*Work to complete*
Transcribe the passage on exchange-traded funds below word for word, starting at "Investing in ETFs presents" and ending at "like regular stocks.".

*Text*
An Exchange-Traded Fund (ETF) is an investment fund that mirrors an index, a collection of assets, or a commodity. ETFs can be traded on stock exchanges similarly to stocks, allowing investors to buy and sell them throughout the trading day. This grants investors the convenience of stock trading with the advantages of mutual fund investments.
What should you know before investing in ETFs? Here are essential facts and factors
ETFs unlike mutual fund schemes can be bought and sold in the open market. However, these track the equity/debt market index and commodities’ prices just like mutual funds do.
Investing in ETFs presents several benefits over traditional mutual funds, which include:
- Lower fees: These funds usually have lower fees compared to mutual funds. As ETFs are passively managed, there's no need to pay a manager for stock selection.
- Greater liquidity: The ETFs are more liquid than mutual funds, making them easier to buy and sell. Being traded on stock exchanges provides this increased liquidity, much like regular stocks.
- Diversification: The ETFs offer diversification by tracking an index comprising multiple assets. This diversification can aid in reducing overall investment risk.

*Data shown*

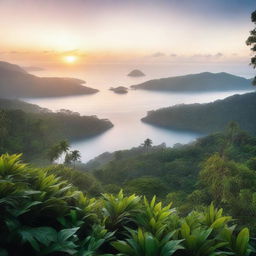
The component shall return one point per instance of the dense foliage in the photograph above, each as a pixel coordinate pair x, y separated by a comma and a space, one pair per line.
252, 42
43, 215
219, 168
33, 133
209, 117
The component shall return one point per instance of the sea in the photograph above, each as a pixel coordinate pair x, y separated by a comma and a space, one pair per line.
126, 110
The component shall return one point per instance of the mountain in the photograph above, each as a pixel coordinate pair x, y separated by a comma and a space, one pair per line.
15, 82
136, 73
14, 104
32, 130
119, 89
197, 82
209, 117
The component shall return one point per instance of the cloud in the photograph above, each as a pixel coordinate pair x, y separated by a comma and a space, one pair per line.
219, 54
208, 56
158, 54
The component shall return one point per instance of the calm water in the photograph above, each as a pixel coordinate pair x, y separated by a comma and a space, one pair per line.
125, 111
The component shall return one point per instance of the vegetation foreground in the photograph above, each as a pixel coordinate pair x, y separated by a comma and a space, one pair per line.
43, 215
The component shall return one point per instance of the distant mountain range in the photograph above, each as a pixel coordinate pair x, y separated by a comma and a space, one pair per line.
209, 117
15, 82
197, 82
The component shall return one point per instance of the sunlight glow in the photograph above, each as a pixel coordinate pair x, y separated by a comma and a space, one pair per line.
70, 58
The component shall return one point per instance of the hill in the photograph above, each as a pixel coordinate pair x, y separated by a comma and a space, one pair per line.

*Answer below*
Investing in ETFs presents several benefits over traditional mutual funds, which include:
- Lower fees: These funds usually have lower fees compared to mutual funds. As ETFs are passively managed, there's no need to pay a manager for stock selection.
- Greater liquidity: The ETFs are more liquid than mutual funds, making them easier to buy and sell. Being traded on stock exchanges provides this increased liquidity, much like regular stocks.